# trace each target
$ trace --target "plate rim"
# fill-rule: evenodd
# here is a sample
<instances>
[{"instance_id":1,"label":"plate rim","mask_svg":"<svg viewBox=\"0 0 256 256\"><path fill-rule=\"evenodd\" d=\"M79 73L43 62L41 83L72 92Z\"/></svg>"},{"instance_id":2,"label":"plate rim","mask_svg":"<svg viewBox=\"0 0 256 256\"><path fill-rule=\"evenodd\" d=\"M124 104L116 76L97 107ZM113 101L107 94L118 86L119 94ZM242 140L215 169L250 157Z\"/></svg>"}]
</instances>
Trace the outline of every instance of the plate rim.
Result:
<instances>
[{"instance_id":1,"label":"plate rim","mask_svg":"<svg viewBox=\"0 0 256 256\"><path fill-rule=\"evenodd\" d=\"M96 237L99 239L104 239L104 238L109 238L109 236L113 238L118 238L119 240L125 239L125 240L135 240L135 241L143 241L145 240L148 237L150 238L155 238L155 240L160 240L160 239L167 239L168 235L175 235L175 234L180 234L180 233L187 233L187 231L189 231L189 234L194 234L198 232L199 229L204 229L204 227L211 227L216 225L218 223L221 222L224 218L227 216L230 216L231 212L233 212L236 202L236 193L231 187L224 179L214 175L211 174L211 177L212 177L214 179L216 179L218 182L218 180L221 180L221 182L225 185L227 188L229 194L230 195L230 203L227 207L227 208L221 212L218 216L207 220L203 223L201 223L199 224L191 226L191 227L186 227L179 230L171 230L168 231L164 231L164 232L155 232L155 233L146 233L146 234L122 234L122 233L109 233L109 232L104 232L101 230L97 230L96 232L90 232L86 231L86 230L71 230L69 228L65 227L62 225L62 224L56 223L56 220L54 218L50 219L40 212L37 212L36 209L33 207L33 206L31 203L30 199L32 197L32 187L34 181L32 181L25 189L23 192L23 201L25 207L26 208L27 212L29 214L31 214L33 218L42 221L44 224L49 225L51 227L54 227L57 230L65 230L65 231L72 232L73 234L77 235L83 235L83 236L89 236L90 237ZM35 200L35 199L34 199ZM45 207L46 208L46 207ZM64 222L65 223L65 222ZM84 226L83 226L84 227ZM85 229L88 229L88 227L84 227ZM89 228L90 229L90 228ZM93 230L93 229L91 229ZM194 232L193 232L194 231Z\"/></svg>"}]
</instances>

* Do this *
Please reproduce all of the records above character for character, with no changes.

* Solution for this task *
# trace each target
$ trace --target "plate rim"
# fill-rule: evenodd
# here is a sample
<instances>
[{"instance_id":1,"label":"plate rim","mask_svg":"<svg viewBox=\"0 0 256 256\"><path fill-rule=\"evenodd\" d=\"M79 73L43 62L41 83L72 92Z\"/></svg>"},{"instance_id":2,"label":"plate rim","mask_svg":"<svg viewBox=\"0 0 256 256\"><path fill-rule=\"evenodd\" d=\"M124 104L116 76L97 107ZM113 101L107 94L118 86L119 94ZM242 140L215 169L250 157Z\"/></svg>"}]
</instances>
Trace the outline of every instance of the plate rim.
Result:
<instances>
[{"instance_id":1,"label":"plate rim","mask_svg":"<svg viewBox=\"0 0 256 256\"><path fill-rule=\"evenodd\" d=\"M96 237L99 239L104 239L104 238L109 238L109 236L113 238L118 238L119 240L125 239L125 240L135 240L135 241L143 241L145 240L148 237L150 238L155 238L155 240L160 240L160 239L167 239L168 235L175 235L175 234L180 234L180 233L187 233L187 231L189 231L189 234L194 234L198 232L199 229L204 229L204 227L211 227L216 225L218 223L221 222L224 218L227 216L230 216L231 212L233 212L236 202L236 193L231 187L224 179L214 175L211 174L211 177L212 177L214 179L216 179L218 182L218 180L221 180L221 182L225 185L227 188L229 194L230 195L230 203L227 207L227 208L221 212L218 216L207 220L203 223L201 223L199 224L191 226L191 227L186 227L179 230L171 230L168 231L164 231L164 232L155 232L155 233L146 233L146 234L122 234L122 233L109 233L109 232L104 232L101 230L97 230L96 232L90 232L86 231L86 230L71 230L69 228L65 227L62 225L62 224L56 223L56 220L54 218L50 219L40 212L37 212L36 209L33 207L33 206L31 203L30 199L32 197L32 187L34 181L32 181L25 189L23 192L23 201L25 207L26 208L27 212L29 214L31 214L33 218L42 221L44 224L49 225L51 227L54 227L57 230L65 230L65 231L72 232L73 234L77 235L83 235L83 236L89 236L90 237ZM35 200L35 199L34 199ZM45 207L46 208L46 207ZM64 222L65 223L65 222ZM84 226L83 226L84 227ZM85 229L88 229L88 227L84 227ZM89 228L90 229L90 228ZM93 230L93 229L91 229ZM194 232L193 232L194 231Z\"/></svg>"}]
</instances>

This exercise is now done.